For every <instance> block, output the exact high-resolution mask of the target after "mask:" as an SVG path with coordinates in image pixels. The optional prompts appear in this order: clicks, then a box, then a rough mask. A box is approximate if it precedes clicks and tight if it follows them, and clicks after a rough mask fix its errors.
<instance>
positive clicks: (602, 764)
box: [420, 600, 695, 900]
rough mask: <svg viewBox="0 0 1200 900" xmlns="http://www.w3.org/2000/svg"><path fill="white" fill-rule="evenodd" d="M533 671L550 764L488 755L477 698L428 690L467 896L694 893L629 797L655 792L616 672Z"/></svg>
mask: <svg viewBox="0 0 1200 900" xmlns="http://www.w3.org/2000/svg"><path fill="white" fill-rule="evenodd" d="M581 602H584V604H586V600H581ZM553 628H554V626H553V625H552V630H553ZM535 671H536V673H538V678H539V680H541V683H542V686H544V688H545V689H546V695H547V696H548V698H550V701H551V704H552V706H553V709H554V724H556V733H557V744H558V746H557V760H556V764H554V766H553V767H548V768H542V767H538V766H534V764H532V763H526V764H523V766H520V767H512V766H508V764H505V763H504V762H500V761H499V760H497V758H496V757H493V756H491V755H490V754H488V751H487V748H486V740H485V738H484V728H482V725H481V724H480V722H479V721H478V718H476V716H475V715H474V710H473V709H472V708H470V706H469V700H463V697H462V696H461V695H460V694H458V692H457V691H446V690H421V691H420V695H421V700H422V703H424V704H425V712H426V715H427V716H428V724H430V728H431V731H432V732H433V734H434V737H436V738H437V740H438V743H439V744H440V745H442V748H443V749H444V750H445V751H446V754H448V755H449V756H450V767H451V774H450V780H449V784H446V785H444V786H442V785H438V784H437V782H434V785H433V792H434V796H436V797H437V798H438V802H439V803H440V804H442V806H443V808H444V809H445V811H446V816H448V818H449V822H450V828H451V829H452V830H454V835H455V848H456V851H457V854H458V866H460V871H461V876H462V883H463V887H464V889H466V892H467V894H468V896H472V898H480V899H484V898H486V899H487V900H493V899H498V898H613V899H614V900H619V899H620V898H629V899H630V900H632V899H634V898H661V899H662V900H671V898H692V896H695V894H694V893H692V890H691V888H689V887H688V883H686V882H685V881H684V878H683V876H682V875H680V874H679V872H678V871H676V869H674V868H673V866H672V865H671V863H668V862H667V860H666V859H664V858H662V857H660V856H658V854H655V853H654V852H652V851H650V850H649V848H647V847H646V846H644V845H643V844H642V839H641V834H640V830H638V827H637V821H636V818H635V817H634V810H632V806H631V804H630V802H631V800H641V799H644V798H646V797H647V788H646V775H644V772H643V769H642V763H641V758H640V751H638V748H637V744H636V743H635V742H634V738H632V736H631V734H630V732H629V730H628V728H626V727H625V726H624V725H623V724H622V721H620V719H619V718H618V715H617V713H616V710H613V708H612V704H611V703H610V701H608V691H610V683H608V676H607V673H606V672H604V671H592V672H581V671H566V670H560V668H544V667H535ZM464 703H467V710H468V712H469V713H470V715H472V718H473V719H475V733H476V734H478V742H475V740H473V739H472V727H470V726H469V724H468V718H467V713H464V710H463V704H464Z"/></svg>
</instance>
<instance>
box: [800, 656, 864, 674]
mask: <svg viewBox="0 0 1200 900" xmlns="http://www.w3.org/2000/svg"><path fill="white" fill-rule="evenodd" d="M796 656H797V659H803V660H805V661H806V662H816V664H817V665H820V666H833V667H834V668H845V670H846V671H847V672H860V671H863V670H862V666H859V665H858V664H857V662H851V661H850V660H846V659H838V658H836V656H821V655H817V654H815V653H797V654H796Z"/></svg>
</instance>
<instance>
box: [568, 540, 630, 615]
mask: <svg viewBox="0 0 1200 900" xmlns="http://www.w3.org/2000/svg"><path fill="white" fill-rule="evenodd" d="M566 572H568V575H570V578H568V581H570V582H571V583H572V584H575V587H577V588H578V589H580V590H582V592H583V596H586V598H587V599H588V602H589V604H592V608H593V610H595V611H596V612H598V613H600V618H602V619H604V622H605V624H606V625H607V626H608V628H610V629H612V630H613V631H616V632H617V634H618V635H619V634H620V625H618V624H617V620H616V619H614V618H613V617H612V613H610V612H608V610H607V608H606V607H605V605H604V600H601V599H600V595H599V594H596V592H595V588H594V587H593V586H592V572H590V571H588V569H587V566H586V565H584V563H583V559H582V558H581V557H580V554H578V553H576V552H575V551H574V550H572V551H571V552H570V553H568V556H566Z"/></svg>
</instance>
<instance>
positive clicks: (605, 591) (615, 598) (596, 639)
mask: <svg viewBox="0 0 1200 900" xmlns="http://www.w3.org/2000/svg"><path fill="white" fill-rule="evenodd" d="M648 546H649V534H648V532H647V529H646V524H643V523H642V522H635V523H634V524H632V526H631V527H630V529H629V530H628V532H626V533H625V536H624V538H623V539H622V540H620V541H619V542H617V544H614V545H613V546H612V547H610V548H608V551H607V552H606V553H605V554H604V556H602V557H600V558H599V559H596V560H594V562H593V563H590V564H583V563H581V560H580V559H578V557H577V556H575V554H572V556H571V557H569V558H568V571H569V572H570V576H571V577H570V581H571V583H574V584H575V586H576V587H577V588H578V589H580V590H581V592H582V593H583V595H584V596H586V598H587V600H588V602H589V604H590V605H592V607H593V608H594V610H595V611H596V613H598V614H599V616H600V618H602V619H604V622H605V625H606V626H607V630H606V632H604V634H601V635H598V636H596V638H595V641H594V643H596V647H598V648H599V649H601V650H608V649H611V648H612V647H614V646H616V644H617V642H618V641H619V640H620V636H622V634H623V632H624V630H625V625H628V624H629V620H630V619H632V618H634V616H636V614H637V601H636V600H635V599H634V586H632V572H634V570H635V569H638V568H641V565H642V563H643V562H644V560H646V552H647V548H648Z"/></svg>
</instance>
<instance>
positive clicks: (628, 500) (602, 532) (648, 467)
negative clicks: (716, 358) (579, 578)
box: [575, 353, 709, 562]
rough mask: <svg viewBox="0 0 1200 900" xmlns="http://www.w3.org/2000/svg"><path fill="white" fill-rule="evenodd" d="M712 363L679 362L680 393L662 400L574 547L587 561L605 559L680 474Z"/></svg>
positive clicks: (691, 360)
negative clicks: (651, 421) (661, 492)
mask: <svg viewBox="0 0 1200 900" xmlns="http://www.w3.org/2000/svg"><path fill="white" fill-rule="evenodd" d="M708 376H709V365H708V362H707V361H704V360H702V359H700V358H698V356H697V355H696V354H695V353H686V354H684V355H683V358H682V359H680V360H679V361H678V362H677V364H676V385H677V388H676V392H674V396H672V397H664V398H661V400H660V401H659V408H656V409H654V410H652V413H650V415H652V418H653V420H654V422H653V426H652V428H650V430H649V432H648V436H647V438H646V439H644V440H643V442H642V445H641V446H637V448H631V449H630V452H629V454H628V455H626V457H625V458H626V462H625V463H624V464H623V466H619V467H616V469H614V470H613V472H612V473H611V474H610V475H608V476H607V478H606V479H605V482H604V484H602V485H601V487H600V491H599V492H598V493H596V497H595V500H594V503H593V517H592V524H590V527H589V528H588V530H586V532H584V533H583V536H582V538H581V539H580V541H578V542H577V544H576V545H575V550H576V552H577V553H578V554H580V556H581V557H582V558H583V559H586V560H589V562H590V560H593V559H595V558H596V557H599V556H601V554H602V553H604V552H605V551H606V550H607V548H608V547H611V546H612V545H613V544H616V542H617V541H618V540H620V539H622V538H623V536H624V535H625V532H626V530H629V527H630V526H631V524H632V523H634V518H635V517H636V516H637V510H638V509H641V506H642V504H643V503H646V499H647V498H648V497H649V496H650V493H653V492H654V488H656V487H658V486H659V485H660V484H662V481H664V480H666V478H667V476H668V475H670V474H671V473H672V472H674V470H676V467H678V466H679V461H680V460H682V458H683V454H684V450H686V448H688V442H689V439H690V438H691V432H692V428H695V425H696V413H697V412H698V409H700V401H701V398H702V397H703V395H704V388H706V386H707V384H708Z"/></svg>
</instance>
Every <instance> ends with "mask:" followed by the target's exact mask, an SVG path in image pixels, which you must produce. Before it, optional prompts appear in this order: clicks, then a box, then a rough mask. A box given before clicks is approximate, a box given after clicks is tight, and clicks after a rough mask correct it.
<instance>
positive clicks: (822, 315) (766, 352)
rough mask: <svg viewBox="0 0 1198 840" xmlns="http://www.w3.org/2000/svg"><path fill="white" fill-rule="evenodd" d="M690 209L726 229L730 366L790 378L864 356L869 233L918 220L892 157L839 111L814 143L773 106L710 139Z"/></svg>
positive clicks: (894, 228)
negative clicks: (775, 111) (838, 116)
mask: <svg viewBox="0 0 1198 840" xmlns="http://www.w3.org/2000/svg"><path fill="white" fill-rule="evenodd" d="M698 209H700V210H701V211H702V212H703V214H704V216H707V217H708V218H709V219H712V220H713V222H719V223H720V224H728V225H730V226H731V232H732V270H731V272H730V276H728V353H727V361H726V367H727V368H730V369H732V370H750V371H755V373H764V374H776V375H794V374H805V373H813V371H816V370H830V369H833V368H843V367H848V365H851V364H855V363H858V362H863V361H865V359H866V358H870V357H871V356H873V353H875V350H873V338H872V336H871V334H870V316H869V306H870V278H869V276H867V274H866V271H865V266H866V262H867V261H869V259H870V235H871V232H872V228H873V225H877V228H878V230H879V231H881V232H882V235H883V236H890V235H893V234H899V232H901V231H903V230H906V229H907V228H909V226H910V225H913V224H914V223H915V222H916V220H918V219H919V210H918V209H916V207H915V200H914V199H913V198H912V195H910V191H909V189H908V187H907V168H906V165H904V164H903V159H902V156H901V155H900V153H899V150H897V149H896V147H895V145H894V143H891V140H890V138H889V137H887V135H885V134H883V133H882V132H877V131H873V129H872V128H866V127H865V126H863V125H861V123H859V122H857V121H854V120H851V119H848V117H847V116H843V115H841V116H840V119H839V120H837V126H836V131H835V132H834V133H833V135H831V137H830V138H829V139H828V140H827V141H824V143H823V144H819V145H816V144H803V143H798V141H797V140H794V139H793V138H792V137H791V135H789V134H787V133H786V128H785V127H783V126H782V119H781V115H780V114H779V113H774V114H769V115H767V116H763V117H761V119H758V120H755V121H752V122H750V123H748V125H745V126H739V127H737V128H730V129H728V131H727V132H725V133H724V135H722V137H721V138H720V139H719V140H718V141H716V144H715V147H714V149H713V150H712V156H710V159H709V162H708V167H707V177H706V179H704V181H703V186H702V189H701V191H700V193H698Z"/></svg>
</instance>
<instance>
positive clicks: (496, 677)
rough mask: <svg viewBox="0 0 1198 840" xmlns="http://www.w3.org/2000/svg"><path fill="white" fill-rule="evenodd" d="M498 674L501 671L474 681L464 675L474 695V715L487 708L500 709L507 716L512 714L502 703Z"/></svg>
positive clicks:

....

| EXERCISE DIRECTIONS |
Count the lines in the material above that contain the string "positive", treating uppercase and lowercase as different. Give only the number.

| RESULT OF THIS TASK |
8